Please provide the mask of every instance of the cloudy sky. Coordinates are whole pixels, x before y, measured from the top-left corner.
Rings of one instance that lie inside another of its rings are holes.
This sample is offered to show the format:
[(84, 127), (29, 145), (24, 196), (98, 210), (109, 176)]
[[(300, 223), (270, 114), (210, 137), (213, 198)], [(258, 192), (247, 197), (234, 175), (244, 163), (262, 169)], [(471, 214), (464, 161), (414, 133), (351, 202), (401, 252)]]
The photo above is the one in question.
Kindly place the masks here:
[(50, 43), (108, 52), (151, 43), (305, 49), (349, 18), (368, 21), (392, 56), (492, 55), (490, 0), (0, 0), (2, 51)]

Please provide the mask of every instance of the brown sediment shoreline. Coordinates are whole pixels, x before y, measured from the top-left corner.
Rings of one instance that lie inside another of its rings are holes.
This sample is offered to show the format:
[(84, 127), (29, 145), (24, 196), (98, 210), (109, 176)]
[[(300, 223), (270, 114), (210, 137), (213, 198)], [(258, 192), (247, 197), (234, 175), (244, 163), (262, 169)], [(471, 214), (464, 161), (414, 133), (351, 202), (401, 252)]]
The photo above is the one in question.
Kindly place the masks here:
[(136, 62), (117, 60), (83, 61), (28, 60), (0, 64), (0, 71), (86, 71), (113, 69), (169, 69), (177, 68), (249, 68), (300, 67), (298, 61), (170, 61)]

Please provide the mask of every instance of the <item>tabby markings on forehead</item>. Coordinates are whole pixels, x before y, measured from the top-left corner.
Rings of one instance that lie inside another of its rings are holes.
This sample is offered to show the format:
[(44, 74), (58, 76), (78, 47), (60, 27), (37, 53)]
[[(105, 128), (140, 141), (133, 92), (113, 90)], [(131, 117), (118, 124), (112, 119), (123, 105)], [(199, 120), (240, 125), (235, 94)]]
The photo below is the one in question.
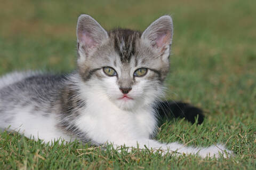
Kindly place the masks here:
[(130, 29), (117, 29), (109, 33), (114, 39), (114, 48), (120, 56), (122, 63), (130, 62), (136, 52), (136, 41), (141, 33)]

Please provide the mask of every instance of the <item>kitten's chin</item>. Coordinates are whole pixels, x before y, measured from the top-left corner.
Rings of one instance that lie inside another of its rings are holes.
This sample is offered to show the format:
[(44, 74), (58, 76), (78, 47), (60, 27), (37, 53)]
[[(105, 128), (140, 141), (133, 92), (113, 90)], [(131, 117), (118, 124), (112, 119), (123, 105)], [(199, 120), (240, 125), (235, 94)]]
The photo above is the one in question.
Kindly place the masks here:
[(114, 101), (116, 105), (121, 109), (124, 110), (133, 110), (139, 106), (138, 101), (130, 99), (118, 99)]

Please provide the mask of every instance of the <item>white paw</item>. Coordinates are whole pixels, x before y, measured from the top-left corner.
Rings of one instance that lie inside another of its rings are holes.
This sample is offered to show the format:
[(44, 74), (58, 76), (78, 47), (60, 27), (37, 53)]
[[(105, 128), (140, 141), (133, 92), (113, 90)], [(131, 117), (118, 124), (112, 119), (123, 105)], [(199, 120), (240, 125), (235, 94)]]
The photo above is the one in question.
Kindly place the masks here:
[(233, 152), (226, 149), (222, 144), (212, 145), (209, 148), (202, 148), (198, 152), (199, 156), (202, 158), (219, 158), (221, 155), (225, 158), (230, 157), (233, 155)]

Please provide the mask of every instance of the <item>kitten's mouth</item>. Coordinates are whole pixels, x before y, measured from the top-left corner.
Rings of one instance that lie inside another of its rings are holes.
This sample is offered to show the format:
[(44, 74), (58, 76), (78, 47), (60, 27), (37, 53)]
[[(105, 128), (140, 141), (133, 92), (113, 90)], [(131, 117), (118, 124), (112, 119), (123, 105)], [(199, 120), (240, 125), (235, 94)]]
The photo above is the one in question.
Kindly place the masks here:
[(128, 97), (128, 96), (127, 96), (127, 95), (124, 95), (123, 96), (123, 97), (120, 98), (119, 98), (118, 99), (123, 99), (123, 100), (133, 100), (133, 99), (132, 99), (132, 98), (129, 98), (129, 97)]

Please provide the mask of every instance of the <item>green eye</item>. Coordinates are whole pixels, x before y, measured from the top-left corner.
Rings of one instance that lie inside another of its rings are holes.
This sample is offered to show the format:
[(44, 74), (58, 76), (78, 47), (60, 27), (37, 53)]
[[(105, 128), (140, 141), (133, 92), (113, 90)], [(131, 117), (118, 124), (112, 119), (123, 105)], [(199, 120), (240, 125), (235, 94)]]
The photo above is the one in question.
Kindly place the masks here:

What you need to do:
Render all of the data above as a JSON list of strings, one string per line, omitting blank lines and leaving the pictures out.

Answer for the task:
[
  "Please provide the mask of every instance of the cloudy sky. Coordinates are whole pixels, x before y, measured from the top-left corner.",
  "Rings of one instance that lie inside another of its rings are holes.",
  "This sample is offered to show the format:",
  "[(84, 127), (29, 145), (24, 196), (98, 210), (109, 176)]",
  "[[(300, 223), (270, 114), (210, 137), (213, 198)], [(258, 192), (247, 197), (234, 175), (244, 163), (262, 169)], [(471, 214), (464, 161), (414, 133), (351, 202), (401, 252)]]",
  "The photo above is the one in question.",
  "Kindly place the masks here:",
  "[(50, 43), (108, 52), (151, 43), (305, 49), (349, 18), (368, 21), (392, 56), (492, 55), (490, 0), (0, 0), (2, 51)]",
  "Please provide the mask of every instance of the brown sediment shoreline. Coordinates are whole pixels, x before y, measured from the top-left corner.",
  "Rings of one instance that lie inside another of its rings are holes.",
  "This sample is offered to show the format:",
  "[(84, 127), (29, 145), (24, 196), (98, 210), (109, 176)]",
  "[[(300, 223), (270, 114), (210, 137), (213, 198)], [(258, 192), (247, 197), (234, 175), (244, 163), (262, 169)], [(471, 214), (464, 161), (414, 133), (351, 202), (401, 252)]]",
  "The photo above is the one in question.",
  "Kindly place the masks here:",
  "[(136, 62), (117, 60), (83, 61), (28, 60), (0, 64), (0, 71), (86, 71), (113, 69), (169, 69), (177, 68), (249, 68), (300, 67), (298, 61), (170, 61)]",
  "Please provide the mask of every instance of the <item>tabby markings on forehead</item>. Coordinates are whole pixels, x before y, measured from the top-left corner.",
  "Rings of one instance that lie inside another of its rings are holes.",
  "This sample is offered to show the format:",
  "[(44, 74), (58, 76), (78, 47), (60, 27), (37, 53)]",
  "[[(105, 128), (140, 141), (133, 92), (113, 90)], [(131, 117), (118, 124), (112, 119), (123, 105)], [(199, 120), (240, 125), (235, 94)]]",
  "The photo below is the one in question.",
  "Kindly place the masks here:",
  "[(130, 29), (117, 29), (109, 33), (114, 39), (114, 48), (120, 56), (122, 63), (130, 62), (136, 52), (136, 41), (141, 33)]",
  "Please provide the mask of every instance of the <item>kitten's chin</item>. Coordinates are whole pixels, x before y, measured from the top-left corner.",
  "Rings of one instance that lie inside another of its rings are holes.",
  "This sample is offered to show the format:",
  "[(44, 74), (58, 76), (78, 47), (60, 27), (37, 53)]",
  "[[(105, 128), (140, 141), (133, 92), (113, 90)], [(131, 117), (118, 124), (112, 119), (123, 105)], [(199, 120), (240, 125), (235, 94)]]",
  "The photo above is the one in question.",
  "Kindly place the masks here:",
  "[(114, 101), (116, 105), (121, 109), (124, 110), (133, 110), (139, 106), (138, 101), (130, 99), (118, 99)]",
  "Please provide the mask of every instance of the <item>white paw</item>. Coordinates are whole pixels, x before y, measured from the top-left corner.",
  "Rings of one instance that lie inside another of its rings are holes.",
  "This sample is offered to show the format:",
  "[(44, 74), (58, 76), (78, 47), (60, 27), (37, 53)]",
  "[[(105, 128), (140, 141), (133, 92), (113, 90)], [(131, 117), (118, 124), (112, 119), (123, 105)], [(199, 120), (240, 125), (235, 94)]]",
  "The photo above is the one in question.",
  "Kindly place the masks here:",
  "[(233, 152), (226, 149), (222, 144), (212, 145), (209, 148), (202, 148), (198, 152), (199, 156), (202, 158), (219, 158), (221, 155), (225, 158), (230, 157), (233, 155)]",
  "Please provide the mask of every instance of the <item>kitten's mouth</item>. Coordinates are whole pixels, x before y, measured from the top-left corner.",
  "Rings of one instance that lie inside another of its rings are holes.",
  "This sample is offered to show the format:",
  "[(44, 74), (58, 76), (78, 47), (60, 27), (37, 53)]",
  "[[(105, 128), (140, 141), (133, 92), (113, 90)], [(131, 117), (118, 124), (112, 119), (123, 105)], [(199, 120), (240, 125), (235, 94)]]",
  "The photo above is the one in question.",
  "Kindly place the masks here:",
  "[(128, 97), (128, 96), (127, 96), (127, 95), (124, 95), (123, 96), (123, 97), (120, 98), (119, 98), (118, 99), (123, 99), (123, 100), (133, 100), (133, 99), (132, 99), (132, 98), (129, 98), (129, 97)]",
  "Please provide the mask of every instance of the <item>green eye</item>. Coordinates are whole pixels, x before y, measured from the top-left corner.",
  "Rings of one instance that lie inside another of its rings are holes.",
  "This sample is offered to show the format:",
  "[(44, 74), (58, 76), (78, 47), (60, 27), (37, 53)]",
  "[[(105, 128), (140, 141), (133, 92), (113, 90)], [(131, 117), (118, 124), (112, 119), (123, 105)], [(199, 120), (240, 125), (235, 94)]]",
  "The photo above is the one in question.",
  "Kindly place the masks here:"
]